* **ASSIGNMENT**: Using the listing below, please gather every line containing the word "exact".

* **EXERCISE DATA**:
_____

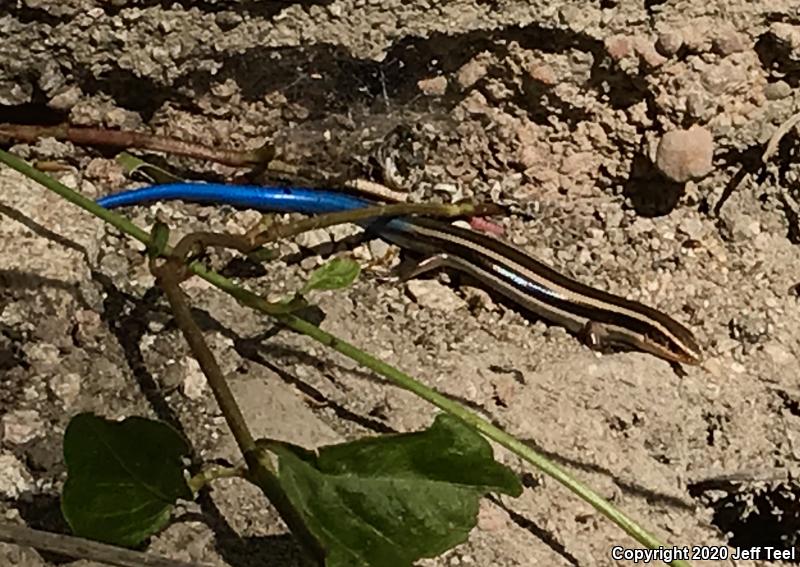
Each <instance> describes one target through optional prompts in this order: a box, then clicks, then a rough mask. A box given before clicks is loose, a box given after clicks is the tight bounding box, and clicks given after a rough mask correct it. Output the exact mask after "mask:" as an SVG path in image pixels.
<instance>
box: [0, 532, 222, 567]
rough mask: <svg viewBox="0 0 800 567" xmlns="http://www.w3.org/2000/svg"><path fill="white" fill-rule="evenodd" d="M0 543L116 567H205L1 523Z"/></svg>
mask: <svg viewBox="0 0 800 567" xmlns="http://www.w3.org/2000/svg"><path fill="white" fill-rule="evenodd" d="M0 541H2V542H5V543H11V544H14V545H20V546H23V547H32V548H33V549H37V550H41V551H49V552H51V553H60V554H62V555H66V556H67V557H74V558H76V559H89V560H90V561H97V562H99V563H105V564H107V565H117V566H118V567H206V566H207V565H208V564H207V563H203V564H201V563H187V562H185V561H178V560H176V559H168V558H166V557H161V556H160V555H154V554H152V553H144V552H141V551H132V550H130V549H125V548H122V547H115V546H113V545H108V544H107V543H99V542H96V541H91V540H88V539H83V538H79V537H75V536H70V535H65V534H56V533H52V532H44V531H41V530H34V529H32V528H29V527H26V526H15V525H13V524H5V523H0Z"/></svg>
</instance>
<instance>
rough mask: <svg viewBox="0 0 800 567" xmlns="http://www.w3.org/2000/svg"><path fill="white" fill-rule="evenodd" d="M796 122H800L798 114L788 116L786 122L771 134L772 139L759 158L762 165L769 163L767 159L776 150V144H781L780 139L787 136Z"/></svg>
mask: <svg viewBox="0 0 800 567" xmlns="http://www.w3.org/2000/svg"><path fill="white" fill-rule="evenodd" d="M798 122H800V112H798V113H797V114H794V115H792V116H790V117H789V119H788V120H786V121H785V122H784V123H783V124H781V125H780V126H778V129H777V130H775V133H774V134H772V137H771V138H770V139H769V142H768V143H767V147H766V149H764V153H763V155H762V156H761V162H762V163H765V164H766V163H767V162H768V161H769V159H770V158H771V157H772V154H774V153H775V152H776V151H777V150H778V144H780V143H781V139H783V137H784V136H785V135H786V134H788V133H789V132H790V131H791V129H792V128H794V127H795V126H796V125H797V123H798Z"/></svg>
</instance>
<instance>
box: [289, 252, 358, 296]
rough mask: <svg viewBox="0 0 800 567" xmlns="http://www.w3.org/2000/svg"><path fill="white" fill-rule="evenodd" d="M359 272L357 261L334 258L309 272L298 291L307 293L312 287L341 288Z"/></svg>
mask: <svg viewBox="0 0 800 567" xmlns="http://www.w3.org/2000/svg"><path fill="white" fill-rule="evenodd" d="M359 273H361V266H359V264H358V262H356V261H354V260H350V259H348V258H334V259H333V260H331V261H330V262H328V263H327V264H325V265H323V266H320V267H319V268H317V269H316V270H314V271H313V272H312V273H311V276H310V277H309V278H308V281H307V282H306V285H304V286H303V289H302V290H300V293H308V292H309V291H311V290H312V289H327V290H330V289H341V288H343V287H347V286H349V285H350V284H351V283H353V282H354V281H355V279H356V278H357V277H358V274H359Z"/></svg>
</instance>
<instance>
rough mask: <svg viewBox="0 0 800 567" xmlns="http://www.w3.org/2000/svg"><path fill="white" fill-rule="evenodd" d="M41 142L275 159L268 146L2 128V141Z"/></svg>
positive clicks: (74, 130) (0, 136)
mask: <svg viewBox="0 0 800 567" xmlns="http://www.w3.org/2000/svg"><path fill="white" fill-rule="evenodd" d="M39 138H55V139H56V140H61V141H68V142H72V143H73V144H78V145H82V146H112V147H119V148H140V149H145V150H153V151H158V152H165V153H167V154H174V155H181V156H187V157H192V158H197V159H206V160H209V161H213V162H217V163H222V164H225V165H231V166H234V167H250V166H254V165H263V164H266V163H268V162H269V161H270V160H272V159H273V158H274V157H275V149H274V148H273V147H271V146H264V147H262V148H258V149H256V150H229V149H224V148H219V147H216V146H206V145H205V144H198V143H195V142H185V141H183V140H179V139H177V138H169V137H166V136H157V135H155V134H147V133H145V132H132V131H130V130H108V129H105V128H86V127H79V126H69V125H68V124H60V125H58V126H32V125H25V124H0V141H5V142H7V141H12V140H16V141H20V142H35V141H36V140H38V139H39Z"/></svg>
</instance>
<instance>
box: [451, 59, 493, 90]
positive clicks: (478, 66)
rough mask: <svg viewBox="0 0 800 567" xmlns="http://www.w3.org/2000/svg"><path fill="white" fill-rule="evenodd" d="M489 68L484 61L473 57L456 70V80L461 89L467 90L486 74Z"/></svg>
mask: <svg viewBox="0 0 800 567" xmlns="http://www.w3.org/2000/svg"><path fill="white" fill-rule="evenodd" d="M486 73H487V68H486V65H485V64H484V63H483V62H482V61H478V60H477V59H472V60H471V61H467V62H466V63H464V65H462V66H461V68H460V69H459V70H458V71H457V72H456V81H457V82H458V86H459V87H460V88H461V90H467V89H468V88H470V87H471V86H473V85H474V84H475V83H477V82H478V81H480V80H481V79H482V78H483V77H485V76H486Z"/></svg>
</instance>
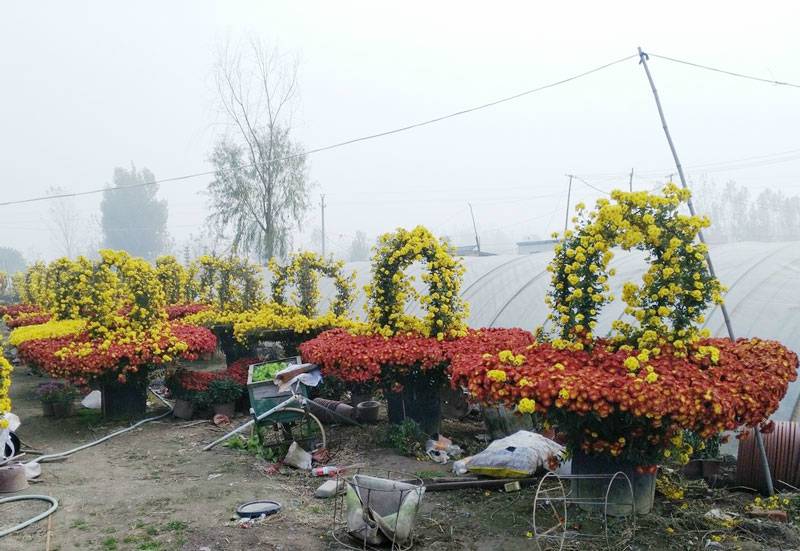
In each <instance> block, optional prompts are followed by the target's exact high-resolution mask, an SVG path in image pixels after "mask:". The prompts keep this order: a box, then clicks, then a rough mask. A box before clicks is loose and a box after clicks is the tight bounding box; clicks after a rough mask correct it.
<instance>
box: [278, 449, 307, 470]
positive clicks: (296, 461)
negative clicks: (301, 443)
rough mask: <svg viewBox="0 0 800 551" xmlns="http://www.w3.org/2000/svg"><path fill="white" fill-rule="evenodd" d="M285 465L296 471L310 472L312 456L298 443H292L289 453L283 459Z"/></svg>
mask: <svg viewBox="0 0 800 551" xmlns="http://www.w3.org/2000/svg"><path fill="white" fill-rule="evenodd" d="M283 464H284V465H289V466H290V467H294V468H296V469H302V470H304V471H310V470H311V454H310V453H308V452H307V451H306V450H304V449H303V448H301V447H300V444H298V443H297V442H292V445H291V446H289V451H288V452H286V457H284V458H283Z"/></svg>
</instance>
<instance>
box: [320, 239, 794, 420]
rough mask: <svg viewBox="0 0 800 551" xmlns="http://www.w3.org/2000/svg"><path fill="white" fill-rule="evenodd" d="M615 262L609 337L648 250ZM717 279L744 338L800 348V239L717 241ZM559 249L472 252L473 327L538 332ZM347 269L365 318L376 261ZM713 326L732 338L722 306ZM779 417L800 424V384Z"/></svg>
mask: <svg viewBox="0 0 800 551" xmlns="http://www.w3.org/2000/svg"><path fill="white" fill-rule="evenodd" d="M614 252H615V255H614V260H613V261H612V262H611V267H612V268H616V270H617V275H616V276H615V277H614V278H612V279H611V280H610V283H611V290H612V293H613V294H614V295H615V297H617V298H616V300H614V301H613V302H611V303H609V304H607V305H606V306H605V308H604V310H603V312H602V314H601V315H600V318H599V319H598V326H597V329H596V334H598V335H604V334H606V333H607V332H608V331H609V330H610V328H611V322H612V321H614V320H615V319H617V318H619V317H621V316H623V309H624V303H623V302H622V300H621V299H620V298H619V297H620V296H621V294H622V293H621V288H622V284H623V283H624V282H625V281H634V282H639V281H641V277H642V274H643V273H644V271H645V270H646V268H647V265H646V263H645V255H644V253H641V252H638V251H632V252H626V251H622V250H615V251H614ZM710 253H711V259H712V261H713V263H714V267H715V269H716V271H717V276H718V278H719V279H720V281H721V282H722V284H723V285H725V286H727V287H728V292H727V293H726V294H725V304H726V305H727V308H728V311H729V313H730V316H731V320H732V324H733V330H734V332H735V334H736V336H737V337H760V338H763V339H774V340H777V341H780V342H781V343H783V344H784V345H786V346H787V347H789V348H790V349H792V350H794V351H795V352H797V351H800V242H797V241H793V242H752V241H748V242H741V243H727V244H720V245H711V246H710ZM552 256H553V255H552V253H551V252H542V253H535V254H529V255H498V256H481V257H477V256H467V257H463V262H464V265H465V267H466V273H465V274H464V283H463V285H462V287H461V295H462V296H463V297H464V299H465V300H466V301H467V302H468V303H469V305H470V315H469V318H468V323H469V325H470V326H471V327H522V328H525V329H530V330H532V329H534V328H536V327H538V326H539V325H542V324H543V323H544V322H545V318H546V317H547V312H548V310H547V307H546V306H545V303H544V298H545V293H546V292H547V289H548V287H549V285H550V274H549V273H548V272H547V265H548V264H549V263H550V260H551V259H552ZM345 270H346V271H347V272H351V271H353V270H355V271H356V274H357V275H356V286H357V291H358V292H357V296H356V299H355V301H354V304H353V307H352V311H353V314H355V315H356V316H359V317H362V318H363V316H364V308H363V306H364V300H365V296H364V292H363V288H364V285H366V284H367V283H368V282H369V280H370V277H371V276H370V264H369V262H350V263H348V264H346V265H345ZM421 272H422V266H421V265H412V266H411V267H410V268H409V269H408V271H407V273H408V274H409V275H411V276H414V285H415V286H416V287H417V289H418V290H420V291H421V290H422V280H421V278H420V275H421ZM320 287H321V289H320V291H321V294H322V297H323V300H322V305H321V308H326V307H327V302H328V301H329V300H330V298H331V297H332V295H333V293H335V289H334V287H333V283H332V281H330V280H327V279H323V280H321V282H320ZM407 312H408V313H412V314H419V313H420V306H419V304H416V303H414V304H410V305H409V306H408V307H407ZM705 326H706V327H708V328H709V329H710V330H711V334H712V335H714V336H718V337H727V336H728V334H727V330H726V328H725V323H724V320H723V316H722V312H721V311H720V308H719V307H714V308H712V309H711V310H710V312H709V313H708V314H707V315H706V323H705ZM773 419H774V420H776V421H788V420H795V421H800V381H794V382H792V383H790V386H789V390H788V392H787V394H786V396H785V397H784V399H783V401H782V402H781V405H780V408H779V409H778V411H777V412H776V413H775V414H774V415H773Z"/></svg>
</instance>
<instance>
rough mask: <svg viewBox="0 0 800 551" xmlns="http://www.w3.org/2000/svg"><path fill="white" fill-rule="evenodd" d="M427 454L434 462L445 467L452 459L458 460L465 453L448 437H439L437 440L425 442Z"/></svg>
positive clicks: (441, 435) (428, 440)
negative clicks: (461, 455)
mask: <svg viewBox="0 0 800 551" xmlns="http://www.w3.org/2000/svg"><path fill="white" fill-rule="evenodd" d="M425 453H427V454H428V457H430V458H431V459H432V460H433V461H434V462H436V463H441V464H442V465H444V464H445V463H447V462H448V461H450V459H451V458H452V459H458V458H459V457H461V455H462V454H463V453H464V451H463V450H462V449H461V447H460V446H457V445H455V444H453V441H452V440H450V439H449V438H447V437H446V436H442V435H441V434H440V435H439V438H437V439H436V440H428V441H427V442H425Z"/></svg>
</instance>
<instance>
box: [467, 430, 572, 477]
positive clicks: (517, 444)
mask: <svg viewBox="0 0 800 551" xmlns="http://www.w3.org/2000/svg"><path fill="white" fill-rule="evenodd" d="M563 453H564V447H563V446H562V445H561V444H558V443H557V442H554V441H553V440H550V439H549V438H545V437H544V436H542V435H541V434H536V433H535V432H530V431H526V430H521V431H518V432H515V433H514V434H512V435H511V436H506V437H505V438H501V439H499V440H495V441H494V442H492V443H491V444H489V446H488V447H487V448H486V449H485V450H483V451H482V452H480V453H477V454H475V455H473V456H472V457H467V458H465V459H464V460H463V461H457V462H456V463H454V464H453V470H454V472H455V473H456V474H463V473H464V472H466V471H469V472H471V473H475V474H483V475H486V476H492V477H497V478H512V477H524V476H529V475H532V474H533V473H535V472H536V471H537V470H538V469H540V468H550V466H551V465H552V464H553V463H554V462H557V461H558V460H559V459H560V458H561V456H562V454H563ZM465 469H466V471H465Z"/></svg>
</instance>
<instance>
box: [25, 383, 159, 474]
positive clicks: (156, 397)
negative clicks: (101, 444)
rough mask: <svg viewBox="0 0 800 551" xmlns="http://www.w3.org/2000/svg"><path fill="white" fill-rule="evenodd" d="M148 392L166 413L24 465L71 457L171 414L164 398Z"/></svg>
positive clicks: (26, 463) (38, 457) (144, 419)
mask: <svg viewBox="0 0 800 551" xmlns="http://www.w3.org/2000/svg"><path fill="white" fill-rule="evenodd" d="M148 390H150V392H152V393H153V395H155V397H156V398H158V399H159V400H161V401H162V402H163V403H164V405H166V406H167V407H168V408H169V409H168V410H167V411H166V412H164V413H162V414H160V415H156V416H155V417H148V418H147V419H142V420H141V421H139V422H138V423H135V424H133V425H131V426H130V427H126V428H124V429H120V430H118V431H115V432H112V433H111V434H107V435H106V436H104V437H102V438H100V439H98V440H95V441H93V442H89V443H88V444H83V445H82V446H78V447H77V448H72V449H71V450H67V451H65V452H60V453H51V454H48V455H41V456H39V457H37V458H36V459H32V460H30V461H28V462H27V463H25V465H32V464H35V463H44V462H47V461H53V460H57V459H62V458H64V457H69V456H70V455H72V454H74V453H77V452H79V451H83V450H85V449H88V448H91V447H92V446H96V445H97V444H101V443H103V442H105V441H106V440H110V439H111V438H114V437H115V436H119V435H120V434H125V433H126V432H128V431H132V430H133V429H135V428H137V427H140V426H141V425H144V424H145V423H149V422H151V421H157V420H159V419H163V418H164V417H166V416H167V415H170V414H171V413H172V406H171V405H170V403H169V402H167V401H166V400H165V399H164V398H162V397H161V396H159V395H158V394H156V393H155V392H153V389H151V388H148Z"/></svg>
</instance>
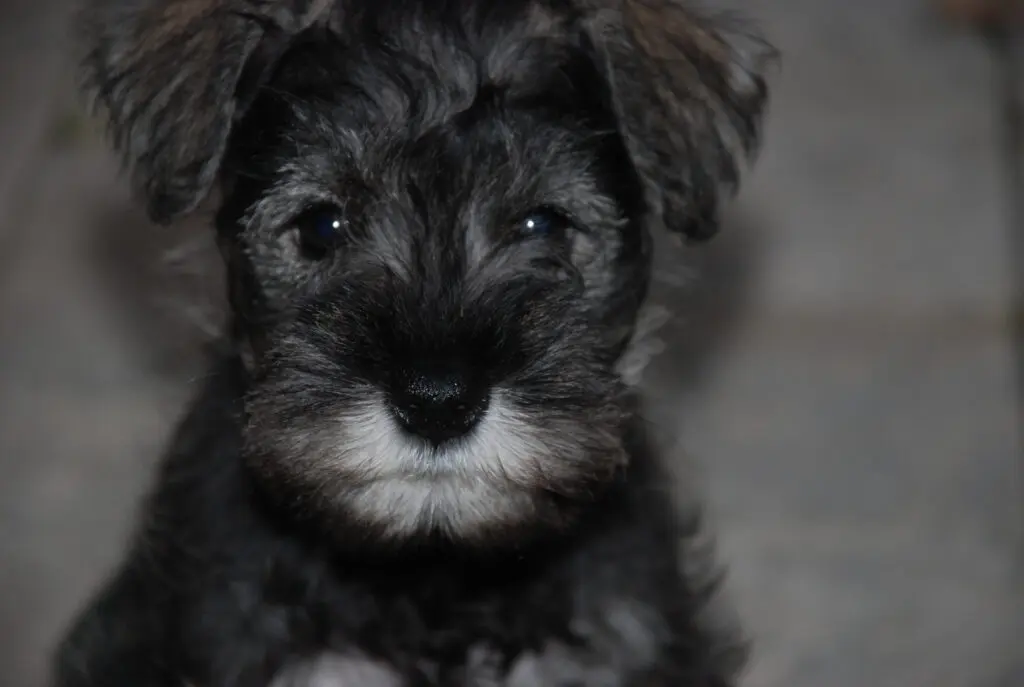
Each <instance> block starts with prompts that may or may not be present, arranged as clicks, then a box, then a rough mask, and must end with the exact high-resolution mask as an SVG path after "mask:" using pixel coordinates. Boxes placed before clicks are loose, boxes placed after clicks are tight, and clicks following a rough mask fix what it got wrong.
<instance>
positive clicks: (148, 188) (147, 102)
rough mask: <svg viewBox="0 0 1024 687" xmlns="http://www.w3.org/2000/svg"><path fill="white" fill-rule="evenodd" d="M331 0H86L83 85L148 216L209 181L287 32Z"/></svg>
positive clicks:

_____

* **SOLUTION TO THIS PROBLEM**:
Each <instance> describes one target through optional prompts in this order: a box, then clicks, then a rough mask. A box given before clicks is loose, a box given after clicks is the tight bounding box, and clicks given after a rough mask correct it. Output the exact mask after "mask:" as an SVG path in image pixels.
In each <instance> block, optional prompts are followed by the target's exact high-resolution mask, an SVG path in image pixels after "mask:". The prompts keep this order: a box, then clicks, then a rough mask. A box before clicks is loose and a box after clicks is the tight bounding box; clicks after a rough mask correct it.
Each <instance> block starts with prompts that may or may not be present, arranged as clicks, then a box, then a rough mask, and must end with the exact high-resolution mask as an SVG path after "mask:" using pixel coordinates. Boxes placed before clicks are loose, boxes placed after clicks are tight, and clicks following a rough mask fix what it got wrong.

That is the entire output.